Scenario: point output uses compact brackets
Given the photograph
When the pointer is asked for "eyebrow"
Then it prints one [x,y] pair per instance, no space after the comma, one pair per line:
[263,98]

═══

TO DO:
Both ends count here. Reproduce exactly the lines from the one containing "Then it prints" through the end of the listing.

ANSWER BOX:
Then it prints one [x,y] pair per instance, no space after the comma, one pair per line:
[263,98]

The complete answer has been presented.